What is expected: Please condense the paragraph in the JFD review passage below that begins "Due to a procedural error," keeping its main facts.

Selected extract:
As clarified in the JFD Author Guidelines, Short Communications and Comments are editorially reviewed in order to facilitate rapid publication; Original Manuscripts and Reviews are fully peer reviewed. An explanation of the difference between Original Manuscripts, Reviews, Comments and Short Communications is published in JFD and attached for information:

Due to a procedural error, Jackson et al were not given the right to respond prior to publication of the Comment in Early View. We have apologised to the authors for this error and recorded our apology in the Publisher’s Note.
We look forward to publishing the Comment and the response from the authors together in a forthcoming issue of JFD in support of the principle of scientific debate.”

Having read the JFD Author Guidelines, I can report that `Short Communications` and `Comments` are both treated in the same way in relation to reviews; “will be editorially reviewed within the Editorial Team and/or Editorial Board in order to facilitate rapid publication.”

Therefore it would appear to me, from all the clarifications that I have received from the direct sources involved in the central issue:

1. Short Communications and Comments are reviewed equally; therefore the reclassification does not represent any sort of downgrade or `significant downgrade`, as suggested by your paper and confirmed as a `highly significant downgrade` by Donal Maguire of BIM.

Provided material:
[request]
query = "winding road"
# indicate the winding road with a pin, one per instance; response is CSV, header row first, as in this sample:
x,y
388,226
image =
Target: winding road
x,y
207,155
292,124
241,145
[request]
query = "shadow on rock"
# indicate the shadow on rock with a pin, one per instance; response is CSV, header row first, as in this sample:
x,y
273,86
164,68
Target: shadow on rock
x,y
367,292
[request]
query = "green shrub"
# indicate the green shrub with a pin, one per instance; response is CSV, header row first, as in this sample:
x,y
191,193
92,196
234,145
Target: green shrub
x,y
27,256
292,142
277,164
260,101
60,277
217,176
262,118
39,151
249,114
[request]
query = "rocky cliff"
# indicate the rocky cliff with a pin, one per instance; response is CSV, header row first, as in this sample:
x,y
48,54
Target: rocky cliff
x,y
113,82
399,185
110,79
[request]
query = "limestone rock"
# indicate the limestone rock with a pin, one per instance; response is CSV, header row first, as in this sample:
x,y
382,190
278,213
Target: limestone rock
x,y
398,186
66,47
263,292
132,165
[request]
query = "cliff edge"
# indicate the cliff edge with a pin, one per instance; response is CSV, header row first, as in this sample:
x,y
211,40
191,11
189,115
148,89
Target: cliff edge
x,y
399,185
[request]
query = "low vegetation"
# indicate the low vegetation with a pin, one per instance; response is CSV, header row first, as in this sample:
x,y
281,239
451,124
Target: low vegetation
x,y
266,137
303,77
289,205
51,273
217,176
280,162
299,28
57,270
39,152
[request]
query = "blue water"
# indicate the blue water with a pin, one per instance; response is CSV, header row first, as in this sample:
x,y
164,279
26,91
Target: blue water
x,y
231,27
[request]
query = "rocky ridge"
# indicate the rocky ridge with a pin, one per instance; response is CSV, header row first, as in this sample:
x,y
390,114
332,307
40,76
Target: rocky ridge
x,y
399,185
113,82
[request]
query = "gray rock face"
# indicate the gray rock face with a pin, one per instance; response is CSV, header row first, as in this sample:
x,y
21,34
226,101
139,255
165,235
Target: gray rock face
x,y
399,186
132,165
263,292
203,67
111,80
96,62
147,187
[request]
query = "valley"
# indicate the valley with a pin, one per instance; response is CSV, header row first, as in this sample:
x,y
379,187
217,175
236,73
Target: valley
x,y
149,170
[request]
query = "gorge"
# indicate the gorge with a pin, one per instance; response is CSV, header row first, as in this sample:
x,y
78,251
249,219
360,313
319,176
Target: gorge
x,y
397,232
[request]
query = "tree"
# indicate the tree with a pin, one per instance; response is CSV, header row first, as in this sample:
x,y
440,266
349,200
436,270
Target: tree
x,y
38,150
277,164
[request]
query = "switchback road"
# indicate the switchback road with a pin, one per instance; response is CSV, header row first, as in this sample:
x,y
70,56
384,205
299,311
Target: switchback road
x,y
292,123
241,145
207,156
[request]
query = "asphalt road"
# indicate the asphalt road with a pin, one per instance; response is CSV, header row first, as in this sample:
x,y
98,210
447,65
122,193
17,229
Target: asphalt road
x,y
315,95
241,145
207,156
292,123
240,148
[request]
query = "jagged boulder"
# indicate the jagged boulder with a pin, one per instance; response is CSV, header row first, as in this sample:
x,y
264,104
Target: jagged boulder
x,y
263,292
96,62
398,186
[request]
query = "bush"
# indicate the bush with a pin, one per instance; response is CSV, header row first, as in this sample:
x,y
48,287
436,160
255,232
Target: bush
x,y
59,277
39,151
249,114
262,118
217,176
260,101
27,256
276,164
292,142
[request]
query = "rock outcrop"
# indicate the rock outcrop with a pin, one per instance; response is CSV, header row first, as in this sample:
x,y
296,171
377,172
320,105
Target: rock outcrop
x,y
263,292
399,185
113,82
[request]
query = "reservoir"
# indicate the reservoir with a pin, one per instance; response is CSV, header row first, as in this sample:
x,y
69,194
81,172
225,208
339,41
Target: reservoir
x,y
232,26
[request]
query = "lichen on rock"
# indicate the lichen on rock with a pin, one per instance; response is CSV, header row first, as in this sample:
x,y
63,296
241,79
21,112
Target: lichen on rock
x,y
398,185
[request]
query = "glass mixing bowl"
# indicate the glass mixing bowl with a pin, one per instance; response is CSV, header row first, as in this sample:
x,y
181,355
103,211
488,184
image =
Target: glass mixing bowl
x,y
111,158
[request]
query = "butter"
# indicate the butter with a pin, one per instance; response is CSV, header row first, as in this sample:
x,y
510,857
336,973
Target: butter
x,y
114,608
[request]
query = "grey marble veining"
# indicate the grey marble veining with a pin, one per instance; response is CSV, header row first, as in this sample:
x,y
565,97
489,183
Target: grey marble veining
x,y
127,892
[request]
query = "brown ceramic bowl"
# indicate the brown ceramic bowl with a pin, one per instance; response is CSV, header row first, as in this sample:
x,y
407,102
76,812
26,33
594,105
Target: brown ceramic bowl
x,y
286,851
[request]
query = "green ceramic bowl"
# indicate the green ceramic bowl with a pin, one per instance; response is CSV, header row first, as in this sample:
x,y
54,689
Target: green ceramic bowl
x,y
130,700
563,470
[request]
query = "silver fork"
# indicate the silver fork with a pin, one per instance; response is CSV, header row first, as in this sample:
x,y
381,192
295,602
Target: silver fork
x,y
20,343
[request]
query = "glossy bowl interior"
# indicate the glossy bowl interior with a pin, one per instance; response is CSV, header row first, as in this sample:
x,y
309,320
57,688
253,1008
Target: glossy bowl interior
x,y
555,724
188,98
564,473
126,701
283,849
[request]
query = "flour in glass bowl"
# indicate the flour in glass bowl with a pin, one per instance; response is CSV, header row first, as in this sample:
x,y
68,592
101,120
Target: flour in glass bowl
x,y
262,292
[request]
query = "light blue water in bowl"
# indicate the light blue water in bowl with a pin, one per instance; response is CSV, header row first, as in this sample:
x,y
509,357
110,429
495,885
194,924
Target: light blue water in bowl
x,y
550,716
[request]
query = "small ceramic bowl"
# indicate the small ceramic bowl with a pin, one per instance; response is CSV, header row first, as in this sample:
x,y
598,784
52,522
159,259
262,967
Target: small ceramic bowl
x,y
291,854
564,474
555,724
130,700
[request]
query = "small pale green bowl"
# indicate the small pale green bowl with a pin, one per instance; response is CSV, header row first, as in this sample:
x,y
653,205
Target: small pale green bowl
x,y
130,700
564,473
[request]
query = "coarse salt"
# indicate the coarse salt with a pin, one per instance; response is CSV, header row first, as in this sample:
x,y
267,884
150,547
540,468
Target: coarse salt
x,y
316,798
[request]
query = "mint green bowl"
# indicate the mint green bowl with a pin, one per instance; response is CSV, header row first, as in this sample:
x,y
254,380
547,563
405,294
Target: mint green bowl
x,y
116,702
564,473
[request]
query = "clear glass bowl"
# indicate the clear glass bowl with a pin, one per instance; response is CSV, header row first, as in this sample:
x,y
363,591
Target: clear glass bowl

The completed task: A procedural error kept Jackson et al from responding before the Comment appeared in Early View. The authors received an apology, which is recorded in the Publisher's Note.